### Passage to read
==============================

Compression
Compression trades CPU for smaller messages. If you're moving lots of data or paying for network bandwidth, it's usually worth it.
Available Codecs
| Codec | Package | Speed | Ratio | Best For |
|---|---|---|---|---|
| LZ4 | Dekaf.Compression.Lz4 | Very Fast | Good | General purpose (recommended) |
| Zstd | Dekaf.Compression.Zstd | Fast | Excellent | Storage optimization |
| Snappy | Dekaf.Compression.Snappy | Very Fast | Moderate | Low latency |
| Gzip | Built-in | Slow | Good | Compatibility |
Installation
Install the codec package you need:
# Recommended for most use cases
dotnet add package Dekaf.Compression.Lz4
# Best compression ratio
dotnet add package Dekaf.Compression.Zstd
# Alternative fast codec
dotnet add package Dekaf.Compression.Snappy
Gzip is built into .NET, no additional package needed.
Enabling Compression
Using Convenience Methods
using Dekaf;
var producer = await Kafka.CreateProducer<string, string>()
.WithBootstrapServers("localhost:9092")
.UseLz4Compression() // or UseZstdCompression(), UseSnappyCompression(), UseGzipCompression()
.BuildAsync();
Using Enum
.UseCompression(CompressionType.Lz4)
.UseCompression(CompressionType.Zstd)
.UseCompression(CompressionType.Snappy)
.UseCompression(CompressionType.Gzip)
.UseCompression(CompressionType.None) // Disable
How It Works
Compression happens per batch, not per message. The producer collects messages into a batch, compresses the whole thing, and sends it. The broker stores it compressed. The consumer decompresses when it reads.
What this means in practice:
- Tiny messages don't benefit much (the overhead is per-batch)
- Bigger batches compress better, so tune your
LingerMsandBatchSize - Both producer and consumer spend CPU on compression
Choosing a Codec
LZ4 (Recommended)
Best all-around choice for most applications:
.UseLz4Compression()
- Very fast compression and decompression
- Good compression ratio (typically 2-4x)

==============================

### Problems to solve
a. Recast the paragraph in the compression guide that begins "Compression happens per batch" as a short bulleted list, keeping its main facts.
b. In the compression guide, which codec needs no additional package, and why?
c. Please resume the compression guide after its last line and keep writing it.
The items that come next aren't needed for anything here.

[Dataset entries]

==============================

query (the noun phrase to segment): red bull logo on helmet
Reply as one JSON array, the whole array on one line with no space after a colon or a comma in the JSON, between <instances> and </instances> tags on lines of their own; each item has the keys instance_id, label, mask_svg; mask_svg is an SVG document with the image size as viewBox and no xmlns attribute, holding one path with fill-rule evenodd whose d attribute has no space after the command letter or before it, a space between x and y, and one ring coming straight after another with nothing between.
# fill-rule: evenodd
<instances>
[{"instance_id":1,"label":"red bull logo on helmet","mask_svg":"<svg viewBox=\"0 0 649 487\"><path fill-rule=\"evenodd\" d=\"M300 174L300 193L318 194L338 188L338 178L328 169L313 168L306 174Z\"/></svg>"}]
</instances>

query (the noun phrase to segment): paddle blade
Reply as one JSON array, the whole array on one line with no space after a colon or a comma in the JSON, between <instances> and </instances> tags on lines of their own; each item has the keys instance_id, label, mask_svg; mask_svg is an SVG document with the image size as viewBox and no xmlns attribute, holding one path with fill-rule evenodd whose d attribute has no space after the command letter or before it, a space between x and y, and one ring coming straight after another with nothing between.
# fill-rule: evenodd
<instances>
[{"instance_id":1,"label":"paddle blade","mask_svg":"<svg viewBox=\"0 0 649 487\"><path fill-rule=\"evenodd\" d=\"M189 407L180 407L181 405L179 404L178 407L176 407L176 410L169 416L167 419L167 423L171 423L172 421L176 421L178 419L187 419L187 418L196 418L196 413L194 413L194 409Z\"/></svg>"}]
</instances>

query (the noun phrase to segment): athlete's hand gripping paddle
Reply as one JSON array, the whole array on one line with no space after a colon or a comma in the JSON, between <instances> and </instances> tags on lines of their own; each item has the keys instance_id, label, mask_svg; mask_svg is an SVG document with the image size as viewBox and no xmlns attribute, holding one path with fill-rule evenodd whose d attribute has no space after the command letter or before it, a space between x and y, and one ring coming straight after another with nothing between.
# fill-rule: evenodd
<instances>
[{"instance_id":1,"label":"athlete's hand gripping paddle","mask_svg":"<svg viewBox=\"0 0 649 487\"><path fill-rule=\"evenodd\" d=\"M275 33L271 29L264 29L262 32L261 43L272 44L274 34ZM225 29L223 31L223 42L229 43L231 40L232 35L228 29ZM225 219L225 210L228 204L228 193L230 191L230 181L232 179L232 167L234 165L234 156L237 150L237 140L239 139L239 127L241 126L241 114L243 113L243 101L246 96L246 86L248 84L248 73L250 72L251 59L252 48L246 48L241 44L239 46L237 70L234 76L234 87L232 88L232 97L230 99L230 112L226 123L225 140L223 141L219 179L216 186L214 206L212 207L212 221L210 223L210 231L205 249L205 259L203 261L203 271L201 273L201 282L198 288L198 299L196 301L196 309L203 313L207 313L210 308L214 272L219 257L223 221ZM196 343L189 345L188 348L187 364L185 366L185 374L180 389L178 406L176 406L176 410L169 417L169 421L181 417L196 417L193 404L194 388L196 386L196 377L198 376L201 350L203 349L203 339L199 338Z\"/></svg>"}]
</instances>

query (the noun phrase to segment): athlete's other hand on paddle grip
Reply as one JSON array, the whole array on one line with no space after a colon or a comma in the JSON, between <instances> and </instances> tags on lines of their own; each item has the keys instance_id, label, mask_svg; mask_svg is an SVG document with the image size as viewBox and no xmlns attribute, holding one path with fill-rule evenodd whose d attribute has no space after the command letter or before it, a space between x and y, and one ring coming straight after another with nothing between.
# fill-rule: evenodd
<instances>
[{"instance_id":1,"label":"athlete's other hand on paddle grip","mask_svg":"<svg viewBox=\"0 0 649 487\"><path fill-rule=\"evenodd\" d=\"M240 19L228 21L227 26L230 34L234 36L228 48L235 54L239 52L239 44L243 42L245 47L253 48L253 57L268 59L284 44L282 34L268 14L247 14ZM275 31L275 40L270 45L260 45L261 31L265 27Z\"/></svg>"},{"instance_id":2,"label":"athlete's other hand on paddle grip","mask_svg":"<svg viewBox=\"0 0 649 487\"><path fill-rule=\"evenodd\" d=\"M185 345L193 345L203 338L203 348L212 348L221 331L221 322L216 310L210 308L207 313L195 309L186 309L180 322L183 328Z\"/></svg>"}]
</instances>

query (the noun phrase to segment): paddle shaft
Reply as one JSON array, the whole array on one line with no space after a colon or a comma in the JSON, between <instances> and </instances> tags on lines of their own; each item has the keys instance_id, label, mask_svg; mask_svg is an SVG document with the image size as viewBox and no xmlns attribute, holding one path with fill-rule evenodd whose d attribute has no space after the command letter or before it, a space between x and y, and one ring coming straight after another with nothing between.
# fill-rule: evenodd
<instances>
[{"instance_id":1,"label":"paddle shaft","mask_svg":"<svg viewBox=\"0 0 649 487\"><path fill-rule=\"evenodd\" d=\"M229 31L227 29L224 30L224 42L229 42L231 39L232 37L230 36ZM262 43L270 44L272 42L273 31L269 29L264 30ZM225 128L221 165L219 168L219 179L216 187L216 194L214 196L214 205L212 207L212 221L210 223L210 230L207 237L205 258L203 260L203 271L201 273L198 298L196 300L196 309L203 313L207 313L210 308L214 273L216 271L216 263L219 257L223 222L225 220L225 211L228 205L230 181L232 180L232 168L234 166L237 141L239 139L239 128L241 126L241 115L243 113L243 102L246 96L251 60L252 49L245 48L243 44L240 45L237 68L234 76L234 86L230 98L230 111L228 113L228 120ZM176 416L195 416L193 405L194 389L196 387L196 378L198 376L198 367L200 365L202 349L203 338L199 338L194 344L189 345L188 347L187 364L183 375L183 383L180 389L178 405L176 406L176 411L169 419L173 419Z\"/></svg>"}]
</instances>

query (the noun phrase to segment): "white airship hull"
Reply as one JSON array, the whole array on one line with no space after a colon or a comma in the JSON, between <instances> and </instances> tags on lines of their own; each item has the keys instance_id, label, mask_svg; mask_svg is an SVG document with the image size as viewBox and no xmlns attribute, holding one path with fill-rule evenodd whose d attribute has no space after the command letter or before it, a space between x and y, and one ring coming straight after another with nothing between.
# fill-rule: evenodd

==============================

### Results of the exercise
a.
- Compression is applied to each batch, not to each message.
- The producer gathers messages into a batch, compresses the batch, and sends it.
- The broker stores the batch in compressed form.
- The consumer decompresses the batch when it reads it.

b. Gzip, because it is built into .NET.

c.
- Low CPU overhead
- Well-suited for high-throughput scenarios
Zstd
Best compression ratio, good for storage-sensitive scenarios:
.UseZstdCompression()
- Excellent compression ratio (typically 3-5x)
- Faster than Gzip
- Good for archival or when storage is expensive
- Higher CPU than LZ4
Snappy
Alternative fast codec:
.UseSnappyCompression()
- Very fast
- Lower compression ratio than LZ4
- Good for extremely latency-sensitive cases
Gzip
Maximum compatibility:
.UseGzipCompression()
- Universally supported
- Slower than other options
- Good compression ratio
- Use when interoperating with systems that only support Gzip
Compression and Batching
Compression works best with batching. Configure linger time to allow batches to fill:
using Dekaf;
var producer = await Kafka.CreateProducer<string, string>()
.WithBootstrapServers("localhost:9092")
.UseLz4Compression()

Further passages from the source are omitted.